- _TESTO FORNITO_:
______________________________

Il ricordo di un amico: don Tonino Bello

Il 20 aprile è stato il ventesimo anniversario della scomparsa del vescovo di Molfetta, per il quale nel 2007 è stato avviato il processo di beatificazione. Lo ricordiamo attraverso le parole di una persona  che lo ha conosciuto bene
don Tonino Bello

Con la mia macchina andavo da Lecce a Leuca, percorrendo un tratto di superstrada. Poi la strada si stringeva e attraversava vari paesini, con un paesaggio che cambiava continuamente e passava da una bellezza all'altra, come in un gioco. In giro si vedeva poca gente. Arrivai dopo due ore e mezzo al rettilineo finale che portava a Leuca. Era una tarda mattina di maggio. Una giornata piena di sole che faceva rispecchiare tutti colori della macchia mediterranea.

All'improvviso si apre davanti a me una vasta distesa di mare di un blu intenso. Come al solito venni catturato da tale bellezza. Un mare sterminato mi dava la dimensione dell'infinito… Pian piano, poi, comparirono le poche case che erano sulla sinistra della strada e infine vidi davanti una costruzione, sulla punta sinistra del piccolo golfo di Santa Maria di Leuca. Era il santuario, nascosto per chi arrivava dalla terra, nel blocco dei vari edifici contigui, di “Santa Maria de finibus terrae”. Questo punto dell'Italia era sempre stato nei miei desideri: fin da bambino, quando studiavo la geografia, desideravo poter visitare il “tacco d’Italia”.

______________________________

- _CONTENUTO DEL DATASET_:

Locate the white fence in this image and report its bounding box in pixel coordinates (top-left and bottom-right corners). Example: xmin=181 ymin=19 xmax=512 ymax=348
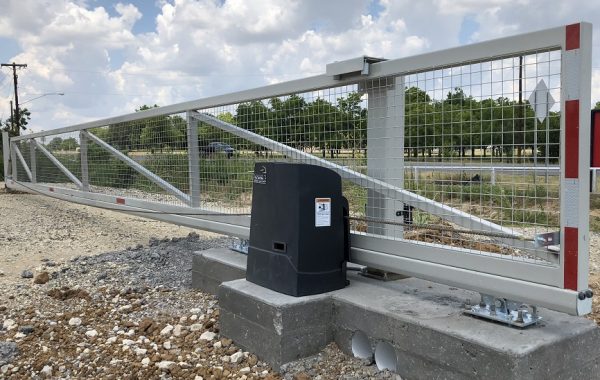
xmin=4 ymin=23 xmax=591 ymax=315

______________________________

- _ISTRUZIONI OPERATIVE_:
[1] Nel ricordo di don Tonino Bello, in quale anno risulta avviato il processo di beatificazione del vescovo di Molfetta?
[2] Riprendi il ricordo di don Tonino Bello proseguendo dopo l'ultima frase riportata.
L'elenco costituisce materiale separato, indipendente dal ricordo di don Tonino Bello.

- _RISPOSTE ATTESE_:
[1] Nel 2007.

[2]
Arrivato nella piazza del Santuario, mi affacciai nel piccolissimo porto. Un mare limpido, si vedeva il fondale. Come sempre l'azzurro visto da lontano lasciava il posto alla “trasparenza”, segno che l'acqua era pulita. L’impressione fu molto forte. Veramente qui finisce la terra, mi dicevo, e continuavo a guardare il mare che si stendeva a perdita d’occhio. Mare nel quale ero passato più volte con la nave, ma che non avevo mai visto dalla terra.

La visita fu molto bella e oltre a vedere un magnifico panorama scoprìi che era un centro di spiritualità. Sulla sinistra della porta d'entrata, ancora oggi c'è una lapide che ricorda l'ultimo congresso Mariano, che si tenne nel maggio del 1949 per volere di Papa PioXII, per vedere il popolo cosa pensava sull'Assunzione di Maria al cielo.

Fu un immersione nella “marianità”, di cui il luogo parlava. La giornata passò tra emozioni intensamente spirituali e vari impegni e appuntamenti di lavoro. Così cominciai a frequentare spesso Santa Maria di Leuca. Tra l’altro conobbi la signorina Elisa, con la quale nacque una collaborazione di lavoro. Una donna molto semplice e buona di cuore, come le donne semplici del Sud Italia, dove la fede seppure semplice era molto radicata. Ogni volta che andavo, gli piaceva raccontarmi i piccoli fatti che in erano successi nel santuario, in particolare quelli dell'estate. Piccoli episodi, ad esempio la visita di qualche personalità… oppure di qualcuno del mondo del cinema o della televisione ecc., che per la sua fede umile e semplice erano cose di una certa importanza.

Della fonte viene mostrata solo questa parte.